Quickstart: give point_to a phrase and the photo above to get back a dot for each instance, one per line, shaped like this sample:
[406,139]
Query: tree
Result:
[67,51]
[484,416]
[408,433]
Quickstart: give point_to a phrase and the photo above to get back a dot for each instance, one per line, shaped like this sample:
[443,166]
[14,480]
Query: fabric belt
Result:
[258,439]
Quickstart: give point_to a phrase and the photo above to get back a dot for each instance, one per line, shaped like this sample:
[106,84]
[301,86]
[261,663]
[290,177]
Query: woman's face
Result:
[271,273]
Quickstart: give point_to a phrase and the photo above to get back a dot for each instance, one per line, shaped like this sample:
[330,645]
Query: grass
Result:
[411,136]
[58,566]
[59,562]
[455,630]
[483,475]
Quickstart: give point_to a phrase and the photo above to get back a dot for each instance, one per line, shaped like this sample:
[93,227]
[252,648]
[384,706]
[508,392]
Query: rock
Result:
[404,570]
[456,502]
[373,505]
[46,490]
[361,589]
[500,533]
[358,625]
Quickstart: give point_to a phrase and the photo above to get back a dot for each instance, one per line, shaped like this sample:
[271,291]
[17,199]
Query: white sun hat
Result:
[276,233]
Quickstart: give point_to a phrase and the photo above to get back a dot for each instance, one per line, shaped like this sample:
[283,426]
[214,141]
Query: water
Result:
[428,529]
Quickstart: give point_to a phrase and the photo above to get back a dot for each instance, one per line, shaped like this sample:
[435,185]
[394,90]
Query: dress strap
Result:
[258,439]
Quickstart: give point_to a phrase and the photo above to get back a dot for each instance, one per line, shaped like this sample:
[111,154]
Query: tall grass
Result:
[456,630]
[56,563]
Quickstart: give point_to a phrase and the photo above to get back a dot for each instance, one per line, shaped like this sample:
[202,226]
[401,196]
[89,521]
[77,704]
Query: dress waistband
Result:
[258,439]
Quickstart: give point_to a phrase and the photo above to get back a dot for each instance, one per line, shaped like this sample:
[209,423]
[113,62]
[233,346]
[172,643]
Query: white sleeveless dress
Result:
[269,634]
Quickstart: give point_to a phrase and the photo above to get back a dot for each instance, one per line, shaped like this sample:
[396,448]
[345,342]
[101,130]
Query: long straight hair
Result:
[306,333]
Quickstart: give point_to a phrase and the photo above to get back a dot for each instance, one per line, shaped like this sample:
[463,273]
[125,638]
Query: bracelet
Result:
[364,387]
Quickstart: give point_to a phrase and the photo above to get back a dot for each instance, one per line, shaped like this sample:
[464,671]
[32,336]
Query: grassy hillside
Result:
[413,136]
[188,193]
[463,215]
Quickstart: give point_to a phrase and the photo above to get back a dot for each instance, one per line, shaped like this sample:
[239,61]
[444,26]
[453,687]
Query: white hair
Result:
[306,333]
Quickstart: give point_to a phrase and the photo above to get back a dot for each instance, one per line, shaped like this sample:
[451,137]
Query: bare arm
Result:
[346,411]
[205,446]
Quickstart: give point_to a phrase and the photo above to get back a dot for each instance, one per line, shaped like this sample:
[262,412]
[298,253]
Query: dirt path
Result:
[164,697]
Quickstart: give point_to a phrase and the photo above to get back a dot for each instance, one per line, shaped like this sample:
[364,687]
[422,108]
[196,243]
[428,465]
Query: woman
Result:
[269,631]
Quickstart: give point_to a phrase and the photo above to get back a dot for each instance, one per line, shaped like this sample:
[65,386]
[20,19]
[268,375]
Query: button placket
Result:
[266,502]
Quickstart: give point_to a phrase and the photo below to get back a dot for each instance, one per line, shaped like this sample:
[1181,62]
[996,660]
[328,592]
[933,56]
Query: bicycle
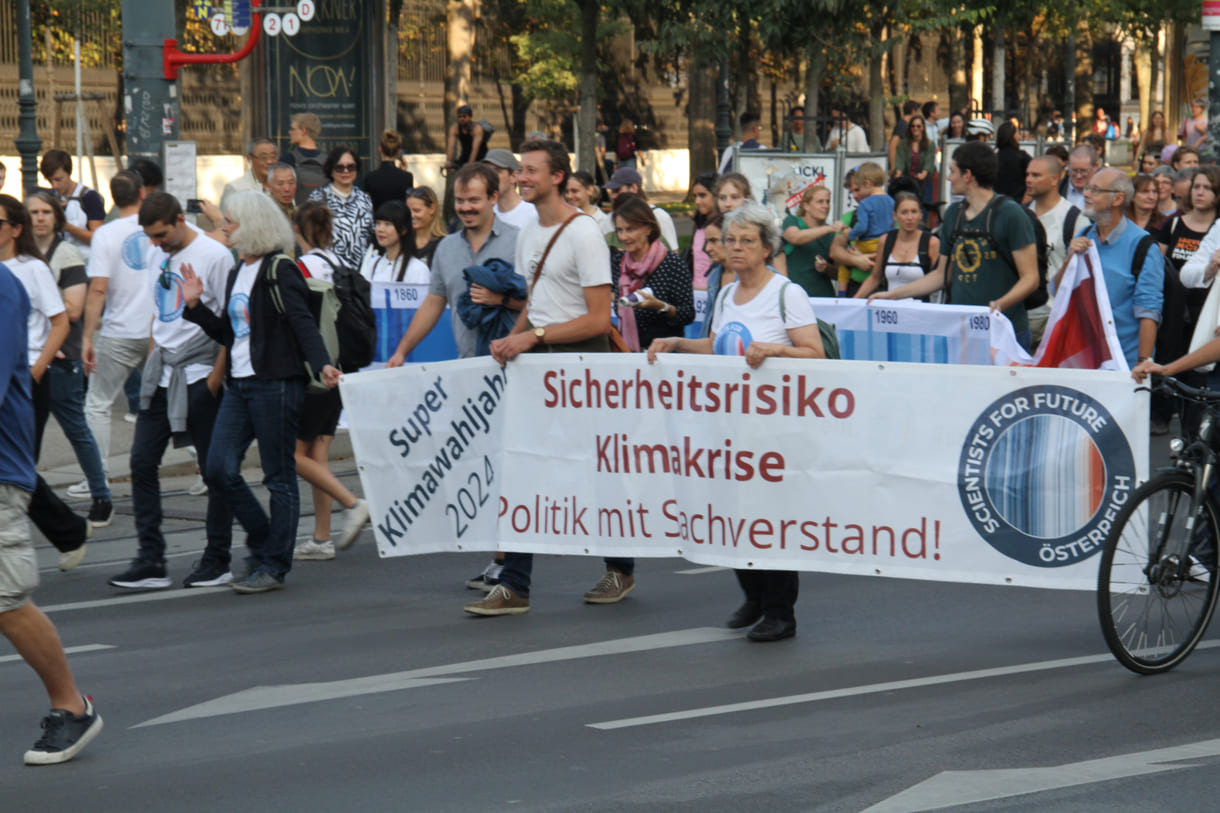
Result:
-=-=-
## REQUIRED TASK
Omit the pictures, and please restate word for word the lines running from the line with "Quickstart: give point_to a phrase and the photo below" to the end of the entries.

## TASK RESPONSE
Quickstart: give point_to a phrase and the photo below to get back a dot for each instance, one per line, shaped like this sample:
[1181,62]
[996,660]
[328,592]
[933,56]
Query: bicycle
Result:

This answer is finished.